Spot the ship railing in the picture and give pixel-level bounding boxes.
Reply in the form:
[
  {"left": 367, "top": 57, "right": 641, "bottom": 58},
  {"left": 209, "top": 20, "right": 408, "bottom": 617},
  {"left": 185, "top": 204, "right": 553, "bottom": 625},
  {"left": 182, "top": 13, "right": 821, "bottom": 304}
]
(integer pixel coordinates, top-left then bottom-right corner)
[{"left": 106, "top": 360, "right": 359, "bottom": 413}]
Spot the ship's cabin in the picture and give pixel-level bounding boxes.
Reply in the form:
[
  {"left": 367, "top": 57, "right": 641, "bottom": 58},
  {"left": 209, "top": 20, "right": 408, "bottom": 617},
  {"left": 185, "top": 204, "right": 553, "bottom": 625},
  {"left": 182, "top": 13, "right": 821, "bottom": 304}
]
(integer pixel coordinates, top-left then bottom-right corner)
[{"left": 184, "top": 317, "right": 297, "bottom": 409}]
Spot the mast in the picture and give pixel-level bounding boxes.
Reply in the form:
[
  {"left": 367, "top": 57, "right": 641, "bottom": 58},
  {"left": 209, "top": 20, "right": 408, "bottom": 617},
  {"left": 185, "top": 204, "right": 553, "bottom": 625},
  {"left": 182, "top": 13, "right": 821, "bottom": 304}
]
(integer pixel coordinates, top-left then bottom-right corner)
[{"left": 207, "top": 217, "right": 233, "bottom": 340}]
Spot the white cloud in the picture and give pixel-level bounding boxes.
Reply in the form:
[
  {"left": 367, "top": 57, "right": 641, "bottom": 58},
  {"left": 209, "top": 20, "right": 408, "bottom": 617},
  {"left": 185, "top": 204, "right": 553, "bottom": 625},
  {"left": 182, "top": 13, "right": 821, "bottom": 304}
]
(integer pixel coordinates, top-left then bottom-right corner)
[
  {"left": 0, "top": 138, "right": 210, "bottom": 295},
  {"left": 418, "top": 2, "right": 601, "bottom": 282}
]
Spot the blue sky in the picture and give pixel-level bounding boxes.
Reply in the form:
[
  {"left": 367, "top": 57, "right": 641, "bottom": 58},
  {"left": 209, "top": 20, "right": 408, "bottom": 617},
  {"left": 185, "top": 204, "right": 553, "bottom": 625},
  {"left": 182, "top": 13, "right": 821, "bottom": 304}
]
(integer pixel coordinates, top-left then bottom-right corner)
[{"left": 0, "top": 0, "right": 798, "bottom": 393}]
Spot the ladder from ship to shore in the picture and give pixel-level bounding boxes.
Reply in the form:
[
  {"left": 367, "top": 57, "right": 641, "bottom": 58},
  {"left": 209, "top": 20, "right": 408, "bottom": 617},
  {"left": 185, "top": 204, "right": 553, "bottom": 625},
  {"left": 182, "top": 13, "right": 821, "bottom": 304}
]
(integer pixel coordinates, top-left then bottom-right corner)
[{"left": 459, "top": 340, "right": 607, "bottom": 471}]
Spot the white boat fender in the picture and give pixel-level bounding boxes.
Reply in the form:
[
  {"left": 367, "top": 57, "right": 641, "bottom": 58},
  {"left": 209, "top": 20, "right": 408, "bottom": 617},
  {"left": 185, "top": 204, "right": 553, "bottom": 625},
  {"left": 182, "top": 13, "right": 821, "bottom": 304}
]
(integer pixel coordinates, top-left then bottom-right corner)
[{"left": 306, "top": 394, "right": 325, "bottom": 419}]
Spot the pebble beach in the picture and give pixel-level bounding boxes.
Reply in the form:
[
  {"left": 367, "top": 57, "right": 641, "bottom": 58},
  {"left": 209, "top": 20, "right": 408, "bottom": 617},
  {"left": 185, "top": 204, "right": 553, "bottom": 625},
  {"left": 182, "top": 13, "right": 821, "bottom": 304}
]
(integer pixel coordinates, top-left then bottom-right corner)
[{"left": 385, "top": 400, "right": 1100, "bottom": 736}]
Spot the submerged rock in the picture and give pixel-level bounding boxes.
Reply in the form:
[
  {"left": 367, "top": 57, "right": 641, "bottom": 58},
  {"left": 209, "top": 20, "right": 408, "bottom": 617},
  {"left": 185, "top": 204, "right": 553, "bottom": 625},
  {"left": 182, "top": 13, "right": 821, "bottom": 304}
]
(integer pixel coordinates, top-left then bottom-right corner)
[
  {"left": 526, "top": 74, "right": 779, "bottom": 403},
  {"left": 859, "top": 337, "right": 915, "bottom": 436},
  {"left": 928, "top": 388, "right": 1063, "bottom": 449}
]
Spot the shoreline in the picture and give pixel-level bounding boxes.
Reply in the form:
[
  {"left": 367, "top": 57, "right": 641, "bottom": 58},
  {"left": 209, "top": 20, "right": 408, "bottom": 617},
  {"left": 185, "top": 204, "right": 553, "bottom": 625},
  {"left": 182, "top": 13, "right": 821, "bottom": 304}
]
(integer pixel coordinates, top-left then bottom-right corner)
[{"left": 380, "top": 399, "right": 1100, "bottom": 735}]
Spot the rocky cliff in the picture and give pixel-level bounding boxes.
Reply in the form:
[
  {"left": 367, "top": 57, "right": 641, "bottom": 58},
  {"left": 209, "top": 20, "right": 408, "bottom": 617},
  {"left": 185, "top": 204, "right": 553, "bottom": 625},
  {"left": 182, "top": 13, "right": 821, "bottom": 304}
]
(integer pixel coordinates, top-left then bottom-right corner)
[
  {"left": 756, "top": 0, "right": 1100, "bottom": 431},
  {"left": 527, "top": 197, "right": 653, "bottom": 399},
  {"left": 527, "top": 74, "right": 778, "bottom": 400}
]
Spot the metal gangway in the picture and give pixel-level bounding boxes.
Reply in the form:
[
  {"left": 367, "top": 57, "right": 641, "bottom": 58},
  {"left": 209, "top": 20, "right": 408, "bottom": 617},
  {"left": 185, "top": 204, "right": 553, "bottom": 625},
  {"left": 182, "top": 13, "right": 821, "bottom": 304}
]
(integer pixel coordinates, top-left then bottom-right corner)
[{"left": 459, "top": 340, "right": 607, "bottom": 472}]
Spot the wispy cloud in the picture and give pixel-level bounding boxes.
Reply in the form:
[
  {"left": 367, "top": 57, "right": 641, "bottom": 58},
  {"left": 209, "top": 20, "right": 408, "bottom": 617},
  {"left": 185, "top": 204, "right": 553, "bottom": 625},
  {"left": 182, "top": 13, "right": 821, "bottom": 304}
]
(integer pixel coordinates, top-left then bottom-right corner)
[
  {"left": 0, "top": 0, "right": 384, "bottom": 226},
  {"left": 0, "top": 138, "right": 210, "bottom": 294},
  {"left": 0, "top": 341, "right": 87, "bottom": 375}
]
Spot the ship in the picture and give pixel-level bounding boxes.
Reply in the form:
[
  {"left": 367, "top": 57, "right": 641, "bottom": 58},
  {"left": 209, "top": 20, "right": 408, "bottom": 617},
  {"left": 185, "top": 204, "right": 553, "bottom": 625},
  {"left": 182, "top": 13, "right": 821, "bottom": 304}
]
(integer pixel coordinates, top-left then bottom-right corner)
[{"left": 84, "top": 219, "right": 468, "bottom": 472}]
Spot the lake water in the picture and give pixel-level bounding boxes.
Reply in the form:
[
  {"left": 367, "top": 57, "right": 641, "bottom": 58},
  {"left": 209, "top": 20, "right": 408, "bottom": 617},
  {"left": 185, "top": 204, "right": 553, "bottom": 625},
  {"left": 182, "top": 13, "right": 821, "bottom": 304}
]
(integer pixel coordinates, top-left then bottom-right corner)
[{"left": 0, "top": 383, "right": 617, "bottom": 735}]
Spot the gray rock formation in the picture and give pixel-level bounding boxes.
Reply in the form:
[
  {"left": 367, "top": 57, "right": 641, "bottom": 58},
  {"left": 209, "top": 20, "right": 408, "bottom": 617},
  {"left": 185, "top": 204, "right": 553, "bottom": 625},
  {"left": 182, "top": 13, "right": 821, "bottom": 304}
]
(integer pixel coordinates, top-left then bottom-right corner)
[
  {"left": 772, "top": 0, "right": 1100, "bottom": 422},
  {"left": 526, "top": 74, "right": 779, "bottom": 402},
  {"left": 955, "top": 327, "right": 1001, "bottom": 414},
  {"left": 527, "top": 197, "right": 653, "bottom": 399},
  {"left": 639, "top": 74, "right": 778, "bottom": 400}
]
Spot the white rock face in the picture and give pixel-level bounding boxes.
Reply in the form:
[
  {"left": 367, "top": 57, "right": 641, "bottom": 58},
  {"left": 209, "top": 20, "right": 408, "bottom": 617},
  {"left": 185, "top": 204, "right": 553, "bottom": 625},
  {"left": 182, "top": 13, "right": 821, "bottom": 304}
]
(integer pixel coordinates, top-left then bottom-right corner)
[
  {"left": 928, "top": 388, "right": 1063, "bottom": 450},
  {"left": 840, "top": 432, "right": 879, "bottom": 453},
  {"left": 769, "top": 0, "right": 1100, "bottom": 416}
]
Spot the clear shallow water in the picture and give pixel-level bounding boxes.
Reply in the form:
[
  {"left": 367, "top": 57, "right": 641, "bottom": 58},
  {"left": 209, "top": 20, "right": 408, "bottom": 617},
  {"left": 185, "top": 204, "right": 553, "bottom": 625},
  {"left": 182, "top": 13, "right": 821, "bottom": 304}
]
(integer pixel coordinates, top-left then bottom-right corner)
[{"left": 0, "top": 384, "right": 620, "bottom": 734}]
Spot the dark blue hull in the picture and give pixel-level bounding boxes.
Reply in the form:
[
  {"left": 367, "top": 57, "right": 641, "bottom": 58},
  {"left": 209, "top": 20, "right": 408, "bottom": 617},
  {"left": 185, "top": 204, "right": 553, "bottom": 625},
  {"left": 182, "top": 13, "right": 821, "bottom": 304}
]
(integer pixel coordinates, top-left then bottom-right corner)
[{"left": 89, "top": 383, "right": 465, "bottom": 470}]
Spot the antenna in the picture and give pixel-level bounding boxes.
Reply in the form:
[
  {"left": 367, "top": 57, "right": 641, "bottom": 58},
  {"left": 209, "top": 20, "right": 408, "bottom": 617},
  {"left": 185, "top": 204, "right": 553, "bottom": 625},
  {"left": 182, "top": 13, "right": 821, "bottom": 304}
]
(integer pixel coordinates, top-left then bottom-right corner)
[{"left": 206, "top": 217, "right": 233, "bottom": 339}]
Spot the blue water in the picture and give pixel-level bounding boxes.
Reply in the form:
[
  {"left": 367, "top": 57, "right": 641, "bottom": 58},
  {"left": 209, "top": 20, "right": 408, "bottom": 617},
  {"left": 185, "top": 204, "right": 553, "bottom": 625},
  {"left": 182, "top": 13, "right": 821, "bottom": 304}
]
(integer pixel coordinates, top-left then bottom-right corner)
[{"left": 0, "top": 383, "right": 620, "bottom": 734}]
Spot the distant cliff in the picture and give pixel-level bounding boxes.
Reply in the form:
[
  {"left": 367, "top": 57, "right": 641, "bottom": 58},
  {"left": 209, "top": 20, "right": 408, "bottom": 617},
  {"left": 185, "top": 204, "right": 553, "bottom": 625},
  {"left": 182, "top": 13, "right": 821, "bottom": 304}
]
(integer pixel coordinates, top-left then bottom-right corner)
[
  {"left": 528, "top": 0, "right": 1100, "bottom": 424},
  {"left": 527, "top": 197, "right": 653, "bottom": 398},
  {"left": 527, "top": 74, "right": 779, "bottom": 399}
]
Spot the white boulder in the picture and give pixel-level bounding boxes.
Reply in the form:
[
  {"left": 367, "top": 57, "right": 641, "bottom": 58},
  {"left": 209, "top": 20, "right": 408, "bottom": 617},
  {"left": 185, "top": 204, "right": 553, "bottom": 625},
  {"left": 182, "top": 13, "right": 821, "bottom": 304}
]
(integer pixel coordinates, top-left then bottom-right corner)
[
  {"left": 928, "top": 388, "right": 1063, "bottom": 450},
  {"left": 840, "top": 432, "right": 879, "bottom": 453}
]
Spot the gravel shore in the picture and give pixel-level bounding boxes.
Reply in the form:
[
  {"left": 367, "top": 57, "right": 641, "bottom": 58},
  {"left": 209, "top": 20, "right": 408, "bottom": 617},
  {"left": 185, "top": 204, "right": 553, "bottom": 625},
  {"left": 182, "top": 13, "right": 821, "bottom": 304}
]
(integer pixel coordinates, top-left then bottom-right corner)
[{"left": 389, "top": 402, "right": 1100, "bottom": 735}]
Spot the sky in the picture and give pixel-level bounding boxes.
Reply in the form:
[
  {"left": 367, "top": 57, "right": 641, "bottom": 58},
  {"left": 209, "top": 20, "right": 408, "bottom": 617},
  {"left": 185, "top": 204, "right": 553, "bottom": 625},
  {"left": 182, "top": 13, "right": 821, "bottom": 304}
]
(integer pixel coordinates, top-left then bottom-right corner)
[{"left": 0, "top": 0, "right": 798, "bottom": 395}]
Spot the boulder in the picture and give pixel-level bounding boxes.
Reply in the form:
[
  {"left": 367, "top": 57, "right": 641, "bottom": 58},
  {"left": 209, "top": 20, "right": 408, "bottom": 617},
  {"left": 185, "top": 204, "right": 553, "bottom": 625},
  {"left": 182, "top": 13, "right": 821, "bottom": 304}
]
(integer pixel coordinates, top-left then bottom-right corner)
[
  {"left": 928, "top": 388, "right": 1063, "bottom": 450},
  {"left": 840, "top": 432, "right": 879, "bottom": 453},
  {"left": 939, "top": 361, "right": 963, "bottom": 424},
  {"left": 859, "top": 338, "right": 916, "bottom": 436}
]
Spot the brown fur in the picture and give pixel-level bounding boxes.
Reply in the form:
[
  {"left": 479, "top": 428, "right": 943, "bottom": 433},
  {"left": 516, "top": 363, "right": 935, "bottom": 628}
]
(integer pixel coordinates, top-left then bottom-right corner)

•••••

State how many of the lines above contain the word "cliff". Give only the number.

2